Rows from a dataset
::::::

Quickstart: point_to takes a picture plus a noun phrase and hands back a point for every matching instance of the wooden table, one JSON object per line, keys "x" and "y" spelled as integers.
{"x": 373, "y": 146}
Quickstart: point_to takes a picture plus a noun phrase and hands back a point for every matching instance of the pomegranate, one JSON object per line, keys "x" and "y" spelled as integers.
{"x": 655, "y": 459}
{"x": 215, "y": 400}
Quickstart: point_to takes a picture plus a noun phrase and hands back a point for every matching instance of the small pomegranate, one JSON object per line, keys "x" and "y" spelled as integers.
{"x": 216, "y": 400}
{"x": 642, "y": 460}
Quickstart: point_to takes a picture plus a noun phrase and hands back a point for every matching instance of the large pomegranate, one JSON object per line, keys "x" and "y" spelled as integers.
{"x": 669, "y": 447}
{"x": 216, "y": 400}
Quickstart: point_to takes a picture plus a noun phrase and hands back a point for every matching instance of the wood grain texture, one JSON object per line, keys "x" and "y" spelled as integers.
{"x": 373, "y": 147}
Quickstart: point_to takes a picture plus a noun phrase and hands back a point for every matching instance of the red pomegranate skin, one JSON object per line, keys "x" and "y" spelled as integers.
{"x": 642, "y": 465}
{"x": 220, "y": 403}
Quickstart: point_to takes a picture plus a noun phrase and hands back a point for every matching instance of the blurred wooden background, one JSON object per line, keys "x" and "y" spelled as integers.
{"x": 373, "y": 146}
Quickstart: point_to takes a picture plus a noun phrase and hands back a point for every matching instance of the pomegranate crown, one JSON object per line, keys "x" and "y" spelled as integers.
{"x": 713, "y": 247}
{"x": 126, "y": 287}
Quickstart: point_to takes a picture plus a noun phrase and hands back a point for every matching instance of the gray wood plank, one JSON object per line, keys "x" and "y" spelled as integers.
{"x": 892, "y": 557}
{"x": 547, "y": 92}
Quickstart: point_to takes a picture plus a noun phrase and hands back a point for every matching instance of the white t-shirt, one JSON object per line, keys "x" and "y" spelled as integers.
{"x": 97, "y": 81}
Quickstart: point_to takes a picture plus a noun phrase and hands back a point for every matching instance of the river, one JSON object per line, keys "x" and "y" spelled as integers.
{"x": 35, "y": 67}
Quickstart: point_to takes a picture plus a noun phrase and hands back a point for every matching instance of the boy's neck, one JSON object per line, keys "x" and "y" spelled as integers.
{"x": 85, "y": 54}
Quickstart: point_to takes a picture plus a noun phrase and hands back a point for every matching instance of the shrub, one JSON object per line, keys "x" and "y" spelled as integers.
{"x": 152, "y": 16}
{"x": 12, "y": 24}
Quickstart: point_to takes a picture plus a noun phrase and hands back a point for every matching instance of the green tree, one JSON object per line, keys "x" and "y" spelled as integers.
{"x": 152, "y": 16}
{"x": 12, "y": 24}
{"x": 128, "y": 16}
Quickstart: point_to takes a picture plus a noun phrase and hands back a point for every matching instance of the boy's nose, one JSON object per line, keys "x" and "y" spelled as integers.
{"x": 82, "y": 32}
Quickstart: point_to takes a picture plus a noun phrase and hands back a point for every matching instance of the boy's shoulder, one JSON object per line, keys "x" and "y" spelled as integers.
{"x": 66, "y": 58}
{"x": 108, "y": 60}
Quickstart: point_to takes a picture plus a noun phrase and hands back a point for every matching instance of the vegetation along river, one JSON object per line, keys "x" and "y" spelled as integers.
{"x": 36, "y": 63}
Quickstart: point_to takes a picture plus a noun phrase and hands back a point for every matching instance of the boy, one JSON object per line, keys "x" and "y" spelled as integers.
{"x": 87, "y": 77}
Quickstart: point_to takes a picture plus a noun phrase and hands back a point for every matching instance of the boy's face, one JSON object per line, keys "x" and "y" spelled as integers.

::::::

* _Do this_: Copy out exactly the lines running from the line with "boy's shoulder, one" to the end of the records, inclusive.

* _Expected output_:
Quickstart: point_to takes a picture plus a noun phrase and hands back a point for every matching instance of the boy's shoulder, one JSON object per line, keys "x" and "y" spelled as integers.
{"x": 66, "y": 58}
{"x": 108, "y": 60}
Quickstart: point_to takes a picture plus a noun phrase and hands back a point for every matching instance of the vegetation along river, one JSON object per line, keys "x" and "y" spelled as integers.
{"x": 36, "y": 63}
Quickstart: point_to takes a picture plus a noun phrase and hands back a point for every matching instance of the boy, one JSON object per line, keys "x" and "y" spelled as integers.
{"x": 87, "y": 77}
Quickstart: point_to takes a picture plus a noun phrase and hands back a point for every matching instance of the boy's face, one JSON object per line, keys "x" and "y" spelled as integers.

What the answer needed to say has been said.